▶ **GIVEN PROBLEM**
Copy out the records from the start through the line holding "pixel 323 230", inclusive. Leave the pictures out of your copy.

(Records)
┄┄┄┄┄┄┄┄┄┄┄┄┄┄┄┄┄┄┄┄

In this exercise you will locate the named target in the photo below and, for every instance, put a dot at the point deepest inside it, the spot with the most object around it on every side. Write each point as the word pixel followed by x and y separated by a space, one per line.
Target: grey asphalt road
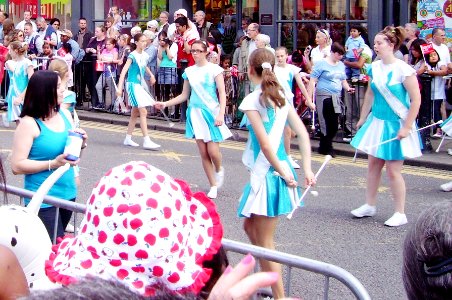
pixel 323 230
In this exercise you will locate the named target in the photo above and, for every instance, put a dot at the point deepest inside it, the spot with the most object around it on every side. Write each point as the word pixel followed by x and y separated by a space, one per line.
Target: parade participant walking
pixel 19 70
pixel 286 74
pixel 205 112
pixel 39 142
pixel 139 98
pixel 329 75
pixel 394 99
pixel 272 190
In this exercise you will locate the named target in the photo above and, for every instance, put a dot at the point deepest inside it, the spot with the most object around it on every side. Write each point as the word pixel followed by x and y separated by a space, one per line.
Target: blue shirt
pixel 329 77
pixel 48 145
pixel 353 43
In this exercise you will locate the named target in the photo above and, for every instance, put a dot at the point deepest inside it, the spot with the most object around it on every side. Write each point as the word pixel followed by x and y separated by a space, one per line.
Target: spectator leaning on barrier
pixel 33 39
pixel 76 52
pixel 163 18
pixel 184 41
pixel 3 17
pixel 83 35
pixel 412 31
pixel 202 25
pixel 55 23
pixel 150 50
pixel 27 18
pixel 47 33
pixel 247 47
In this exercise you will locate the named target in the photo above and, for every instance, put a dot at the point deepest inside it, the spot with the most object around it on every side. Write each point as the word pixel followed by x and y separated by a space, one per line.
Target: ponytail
pixel 262 62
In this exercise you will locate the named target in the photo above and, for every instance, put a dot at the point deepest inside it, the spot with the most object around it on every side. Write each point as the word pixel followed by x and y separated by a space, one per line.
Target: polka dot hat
pixel 144 228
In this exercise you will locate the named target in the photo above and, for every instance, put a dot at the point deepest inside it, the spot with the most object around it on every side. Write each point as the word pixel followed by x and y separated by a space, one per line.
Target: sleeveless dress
pixel 204 106
pixel 18 81
pixel 135 85
pixel 384 122
pixel 268 195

┄┄┄┄┄┄┄┄┄┄┄┄┄┄┄┄┄┄┄┄

▶ **SOLUTION**
In this exercise you will locate the named target in the photo below and, for every instance, put a dot at the point deepest inside it, the spot with the most object around it on every side. Write each point as the word pixel followed by x and y separated by a space, one per line.
Target: grey asphalt road
pixel 323 230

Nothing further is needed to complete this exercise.